Short task
What do the lines from the one containing "Thank you for the photograph. Please indicate the staircase" through the end of the entries say? Quote them exactly, and only them.

Source data
----
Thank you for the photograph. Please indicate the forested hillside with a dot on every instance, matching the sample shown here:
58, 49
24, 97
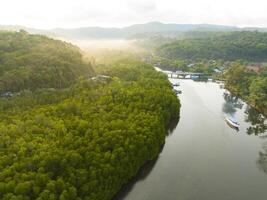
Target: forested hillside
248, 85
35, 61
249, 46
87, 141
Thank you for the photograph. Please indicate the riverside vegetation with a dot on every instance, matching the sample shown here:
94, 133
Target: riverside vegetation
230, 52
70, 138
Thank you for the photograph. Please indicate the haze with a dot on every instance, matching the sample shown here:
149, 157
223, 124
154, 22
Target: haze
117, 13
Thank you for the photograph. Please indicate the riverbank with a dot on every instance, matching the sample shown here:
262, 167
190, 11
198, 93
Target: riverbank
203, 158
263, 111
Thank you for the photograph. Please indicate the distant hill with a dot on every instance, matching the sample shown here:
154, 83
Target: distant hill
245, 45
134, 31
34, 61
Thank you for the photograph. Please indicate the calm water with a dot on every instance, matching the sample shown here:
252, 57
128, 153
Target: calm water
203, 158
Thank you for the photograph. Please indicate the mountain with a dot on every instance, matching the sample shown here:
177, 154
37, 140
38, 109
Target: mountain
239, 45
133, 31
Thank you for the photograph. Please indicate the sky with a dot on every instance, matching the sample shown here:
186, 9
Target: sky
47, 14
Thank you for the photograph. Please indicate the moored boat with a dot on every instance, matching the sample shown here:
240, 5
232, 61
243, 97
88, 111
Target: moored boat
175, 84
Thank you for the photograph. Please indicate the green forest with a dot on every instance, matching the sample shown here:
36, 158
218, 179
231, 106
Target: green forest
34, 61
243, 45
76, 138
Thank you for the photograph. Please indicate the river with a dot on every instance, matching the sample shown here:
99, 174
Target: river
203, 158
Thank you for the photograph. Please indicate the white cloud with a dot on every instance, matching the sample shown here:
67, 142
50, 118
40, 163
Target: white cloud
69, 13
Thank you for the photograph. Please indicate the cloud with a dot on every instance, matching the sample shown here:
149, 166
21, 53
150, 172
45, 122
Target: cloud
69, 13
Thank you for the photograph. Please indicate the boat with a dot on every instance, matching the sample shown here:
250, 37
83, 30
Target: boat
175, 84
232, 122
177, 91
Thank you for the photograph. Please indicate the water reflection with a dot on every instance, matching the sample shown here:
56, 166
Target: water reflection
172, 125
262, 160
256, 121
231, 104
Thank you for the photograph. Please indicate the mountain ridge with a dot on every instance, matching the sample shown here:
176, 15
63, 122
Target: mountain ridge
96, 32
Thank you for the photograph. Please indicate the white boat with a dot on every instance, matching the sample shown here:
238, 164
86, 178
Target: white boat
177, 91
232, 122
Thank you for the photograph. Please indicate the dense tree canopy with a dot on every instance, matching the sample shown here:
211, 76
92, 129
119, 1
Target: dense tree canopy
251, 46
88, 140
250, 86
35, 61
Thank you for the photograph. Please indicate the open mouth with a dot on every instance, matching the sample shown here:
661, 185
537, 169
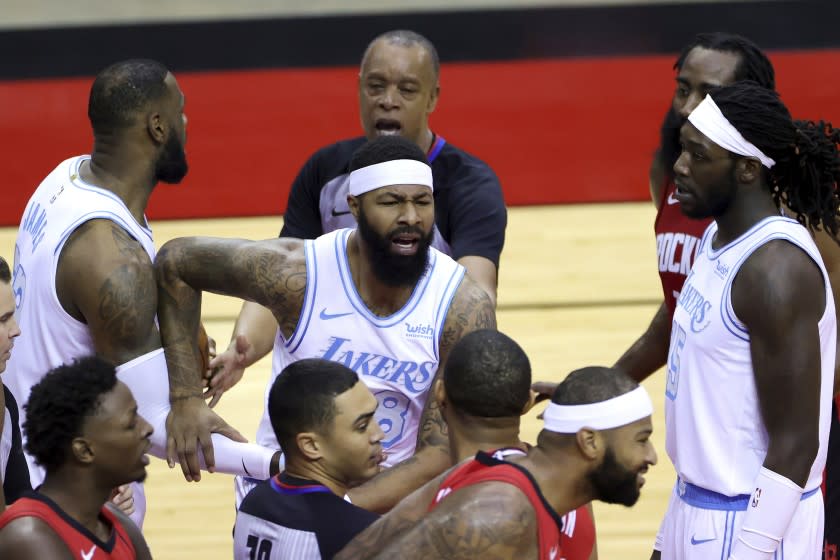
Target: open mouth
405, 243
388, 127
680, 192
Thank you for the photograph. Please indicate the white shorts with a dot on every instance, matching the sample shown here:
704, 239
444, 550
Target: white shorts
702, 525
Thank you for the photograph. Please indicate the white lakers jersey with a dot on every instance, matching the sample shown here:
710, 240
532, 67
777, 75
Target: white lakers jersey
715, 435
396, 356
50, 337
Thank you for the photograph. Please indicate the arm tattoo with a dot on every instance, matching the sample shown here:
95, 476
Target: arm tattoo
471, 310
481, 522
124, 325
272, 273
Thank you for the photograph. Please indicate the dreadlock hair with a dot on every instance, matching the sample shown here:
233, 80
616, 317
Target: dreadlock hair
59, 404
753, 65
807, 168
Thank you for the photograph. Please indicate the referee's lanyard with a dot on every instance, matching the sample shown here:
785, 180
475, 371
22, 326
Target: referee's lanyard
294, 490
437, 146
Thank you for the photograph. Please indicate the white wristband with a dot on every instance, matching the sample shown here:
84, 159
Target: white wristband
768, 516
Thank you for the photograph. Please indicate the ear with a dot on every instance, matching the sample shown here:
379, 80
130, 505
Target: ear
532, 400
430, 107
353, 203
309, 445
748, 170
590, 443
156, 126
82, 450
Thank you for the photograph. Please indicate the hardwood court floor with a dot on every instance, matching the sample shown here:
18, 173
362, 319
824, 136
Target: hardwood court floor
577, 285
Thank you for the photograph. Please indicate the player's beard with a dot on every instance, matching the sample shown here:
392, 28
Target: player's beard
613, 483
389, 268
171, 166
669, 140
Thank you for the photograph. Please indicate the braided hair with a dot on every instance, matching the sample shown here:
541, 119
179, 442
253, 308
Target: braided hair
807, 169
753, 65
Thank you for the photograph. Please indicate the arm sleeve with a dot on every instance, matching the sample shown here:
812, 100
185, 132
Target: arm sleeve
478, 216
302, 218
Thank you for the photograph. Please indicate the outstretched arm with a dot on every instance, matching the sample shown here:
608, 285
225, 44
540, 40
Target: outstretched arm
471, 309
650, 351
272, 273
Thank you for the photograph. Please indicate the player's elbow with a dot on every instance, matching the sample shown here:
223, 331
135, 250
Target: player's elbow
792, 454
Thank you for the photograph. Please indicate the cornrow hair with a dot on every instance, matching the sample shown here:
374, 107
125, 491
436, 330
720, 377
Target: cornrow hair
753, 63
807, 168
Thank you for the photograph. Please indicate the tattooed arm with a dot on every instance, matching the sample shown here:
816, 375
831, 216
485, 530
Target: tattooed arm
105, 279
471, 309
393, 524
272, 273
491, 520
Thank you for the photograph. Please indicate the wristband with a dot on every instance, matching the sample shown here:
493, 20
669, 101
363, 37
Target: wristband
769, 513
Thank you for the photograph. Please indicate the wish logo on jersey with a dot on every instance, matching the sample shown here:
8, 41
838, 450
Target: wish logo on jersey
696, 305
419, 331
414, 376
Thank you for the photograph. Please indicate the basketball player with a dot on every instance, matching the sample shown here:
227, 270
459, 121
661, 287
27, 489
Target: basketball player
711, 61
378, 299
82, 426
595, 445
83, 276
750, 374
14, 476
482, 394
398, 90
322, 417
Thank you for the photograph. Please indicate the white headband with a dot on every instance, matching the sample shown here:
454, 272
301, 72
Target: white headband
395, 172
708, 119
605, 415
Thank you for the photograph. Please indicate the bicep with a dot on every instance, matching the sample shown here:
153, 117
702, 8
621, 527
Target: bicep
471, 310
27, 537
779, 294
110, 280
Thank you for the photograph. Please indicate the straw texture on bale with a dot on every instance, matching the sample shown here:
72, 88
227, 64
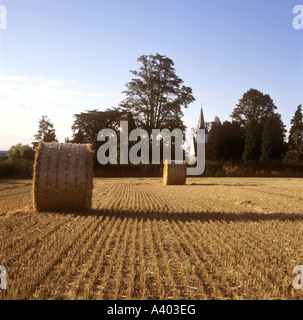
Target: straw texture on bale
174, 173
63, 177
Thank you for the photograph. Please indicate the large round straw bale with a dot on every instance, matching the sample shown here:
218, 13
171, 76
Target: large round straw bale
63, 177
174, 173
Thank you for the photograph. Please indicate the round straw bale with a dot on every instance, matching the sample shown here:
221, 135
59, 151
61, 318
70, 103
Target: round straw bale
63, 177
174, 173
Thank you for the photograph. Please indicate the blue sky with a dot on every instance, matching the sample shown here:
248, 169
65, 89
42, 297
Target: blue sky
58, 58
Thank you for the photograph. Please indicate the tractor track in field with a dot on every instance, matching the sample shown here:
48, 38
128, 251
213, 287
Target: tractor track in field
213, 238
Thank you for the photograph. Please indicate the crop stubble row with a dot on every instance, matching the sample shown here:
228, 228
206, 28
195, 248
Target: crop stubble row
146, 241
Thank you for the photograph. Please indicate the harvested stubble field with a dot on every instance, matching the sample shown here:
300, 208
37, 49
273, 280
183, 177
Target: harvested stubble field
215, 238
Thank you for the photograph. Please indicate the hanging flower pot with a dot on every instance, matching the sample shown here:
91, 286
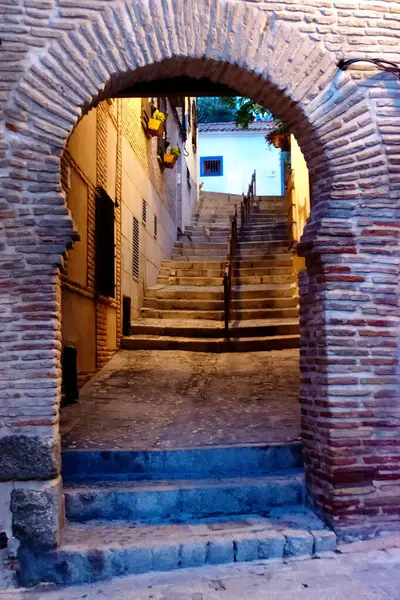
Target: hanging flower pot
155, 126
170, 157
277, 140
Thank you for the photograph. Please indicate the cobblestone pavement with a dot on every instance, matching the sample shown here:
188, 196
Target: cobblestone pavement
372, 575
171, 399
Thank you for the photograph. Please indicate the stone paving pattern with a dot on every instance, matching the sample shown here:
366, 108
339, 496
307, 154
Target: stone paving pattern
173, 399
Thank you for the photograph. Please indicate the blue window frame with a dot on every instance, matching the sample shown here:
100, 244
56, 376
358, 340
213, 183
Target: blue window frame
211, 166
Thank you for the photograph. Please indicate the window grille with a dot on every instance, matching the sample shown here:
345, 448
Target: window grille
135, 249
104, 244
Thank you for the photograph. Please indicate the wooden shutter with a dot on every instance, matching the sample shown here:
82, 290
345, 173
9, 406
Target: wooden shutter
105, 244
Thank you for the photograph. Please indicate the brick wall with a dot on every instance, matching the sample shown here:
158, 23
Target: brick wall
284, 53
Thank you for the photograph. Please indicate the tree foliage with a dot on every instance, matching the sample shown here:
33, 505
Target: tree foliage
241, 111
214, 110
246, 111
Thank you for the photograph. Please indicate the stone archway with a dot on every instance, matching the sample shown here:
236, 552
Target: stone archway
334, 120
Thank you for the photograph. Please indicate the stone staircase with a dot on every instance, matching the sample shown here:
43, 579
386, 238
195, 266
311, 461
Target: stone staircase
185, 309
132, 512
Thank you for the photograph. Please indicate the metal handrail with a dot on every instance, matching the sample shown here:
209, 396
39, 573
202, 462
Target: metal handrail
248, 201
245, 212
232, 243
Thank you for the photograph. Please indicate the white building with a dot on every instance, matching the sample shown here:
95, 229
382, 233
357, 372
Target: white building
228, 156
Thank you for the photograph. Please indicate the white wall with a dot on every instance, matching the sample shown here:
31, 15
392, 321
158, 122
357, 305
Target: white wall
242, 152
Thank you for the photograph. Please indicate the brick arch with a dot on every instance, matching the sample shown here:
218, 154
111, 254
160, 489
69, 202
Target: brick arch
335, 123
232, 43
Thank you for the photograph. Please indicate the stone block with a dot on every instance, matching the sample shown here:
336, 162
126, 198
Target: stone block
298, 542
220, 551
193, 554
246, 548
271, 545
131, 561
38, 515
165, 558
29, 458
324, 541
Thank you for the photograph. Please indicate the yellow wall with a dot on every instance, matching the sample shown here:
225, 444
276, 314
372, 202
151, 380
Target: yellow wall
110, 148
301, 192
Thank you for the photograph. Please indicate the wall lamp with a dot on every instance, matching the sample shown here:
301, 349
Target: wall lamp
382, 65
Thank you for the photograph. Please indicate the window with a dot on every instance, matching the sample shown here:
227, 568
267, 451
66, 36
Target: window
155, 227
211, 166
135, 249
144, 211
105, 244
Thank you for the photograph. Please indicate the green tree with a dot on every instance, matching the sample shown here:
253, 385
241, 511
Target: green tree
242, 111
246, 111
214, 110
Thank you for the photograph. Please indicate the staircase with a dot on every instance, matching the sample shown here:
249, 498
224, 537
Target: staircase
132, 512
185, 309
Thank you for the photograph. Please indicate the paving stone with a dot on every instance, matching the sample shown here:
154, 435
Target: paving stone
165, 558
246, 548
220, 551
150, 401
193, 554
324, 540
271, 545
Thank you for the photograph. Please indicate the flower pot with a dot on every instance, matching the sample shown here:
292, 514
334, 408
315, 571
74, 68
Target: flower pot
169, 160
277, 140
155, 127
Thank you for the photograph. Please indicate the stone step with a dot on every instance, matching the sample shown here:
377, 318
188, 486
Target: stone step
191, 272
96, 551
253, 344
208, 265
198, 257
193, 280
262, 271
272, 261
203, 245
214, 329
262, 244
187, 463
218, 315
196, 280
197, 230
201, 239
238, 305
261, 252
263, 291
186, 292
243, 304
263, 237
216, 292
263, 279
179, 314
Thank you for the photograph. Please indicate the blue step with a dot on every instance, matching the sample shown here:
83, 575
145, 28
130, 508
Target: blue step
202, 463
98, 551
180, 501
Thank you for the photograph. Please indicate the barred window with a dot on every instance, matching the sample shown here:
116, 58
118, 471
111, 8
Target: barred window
----
Exercise result
Thank you for the photograph. Please indicate the staircase with a dot on every instance, matching the sample shown here:
249, 498
224, 537
Target: staircase
132, 512
185, 309
Thank you for the photograph. Please indicate the paving stone with a dot on every instance, matching the sample shown here:
154, 435
Target: paving stone
165, 558
246, 548
220, 551
150, 401
193, 554
324, 540
271, 545
Thank you for the photograph. Please indicate the flower pot with a dot on every instance, matching the sample shown here:
292, 514
334, 408
315, 571
74, 68
Target: flower pot
169, 160
277, 140
155, 127
Thank you for the photograph. Please indicate the stone step with a dot on every instance, matching the sample shown here:
377, 318
188, 486
Target: stone step
191, 272
96, 551
253, 344
208, 265
198, 257
193, 280
262, 271
272, 261
203, 245
214, 329
262, 244
187, 463
218, 315
196, 280
197, 230
201, 239
238, 305
261, 252
263, 291
186, 292
243, 304
263, 237
216, 292
263, 279
179, 314
Thank you for the photograph. Please indicate the blue step with a dot on every instance, matching the sample shown here:
83, 575
145, 28
130, 508
Target: blue step
202, 463
98, 551
180, 501
Thank you for the photograph. Please indicate the barred window with a dot on every instance, matching the sample shown here:
116, 58
118, 471
111, 8
Target: barred window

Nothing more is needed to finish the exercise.